─── Record list ───
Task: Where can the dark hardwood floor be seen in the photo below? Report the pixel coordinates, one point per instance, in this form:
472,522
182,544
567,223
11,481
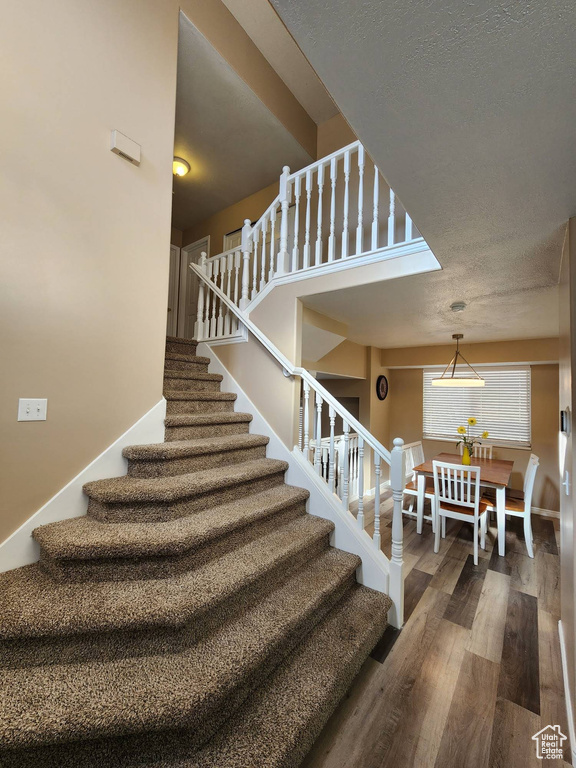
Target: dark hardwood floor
476,670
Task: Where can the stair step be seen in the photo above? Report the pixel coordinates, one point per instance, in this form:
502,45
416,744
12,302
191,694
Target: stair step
188,426
181,346
174,362
180,457
189,401
195,689
134,499
190,541
44,622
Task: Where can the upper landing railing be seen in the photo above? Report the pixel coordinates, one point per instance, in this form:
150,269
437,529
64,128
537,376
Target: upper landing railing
335,210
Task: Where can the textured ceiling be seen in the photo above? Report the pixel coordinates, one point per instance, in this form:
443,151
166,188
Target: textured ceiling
261,23
468,110
234,144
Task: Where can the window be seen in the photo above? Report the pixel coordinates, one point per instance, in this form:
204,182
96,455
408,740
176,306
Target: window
502,407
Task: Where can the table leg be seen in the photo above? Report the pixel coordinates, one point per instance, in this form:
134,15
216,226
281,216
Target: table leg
501,518
420,503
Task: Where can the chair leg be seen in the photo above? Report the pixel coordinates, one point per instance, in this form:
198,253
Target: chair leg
528,535
475,542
───
Set exercise
Copy the rows above verbatim, leaving out the picture.

Written answer
Task: Where can the dark hardwood floor be seen in the photo below? Report the pixel coordinates, one point per instance, in this form:
472,522
182,544
567,223
11,481
Target: dark hardwood floor
476,670
Task: Where can the stair step be seen in the photo above? Report the pixel coordinates, one point per instance, in this form:
502,45
416,744
12,302
191,694
Target: stair step
188,426
181,346
174,362
180,457
189,401
195,689
134,499
190,541
44,622
Task: Where can the upper landing railing be seen in the photo above? Report the pixel coordinates, one point per instance, in this form:
150,269
437,529
64,128
537,376
Target: upper landing railing
335,210
Task: Where can the textured ceiling be seen in the photo above? Report the pixel coordinates, one point per instance, in this form:
443,151
166,188
Target: textured ceiling
261,23
468,110
234,144
Task: Where can the window be seen in the photo above? Report the pixel coordinates, one point per instance, in this form:
204,182
96,455
408,740
176,306
Target: window
502,407
Task: Where can the table leg be seen in the photo above? Report the pixel coordinates, one point per instance, in this form:
134,15
216,226
281,216
Target: table leg
501,518
420,503
Task: Where can the chair leg be seen in the photo above? Report the pixel coordinates, one point per instance, in this form:
198,253
Target: chair leg
528,535
475,542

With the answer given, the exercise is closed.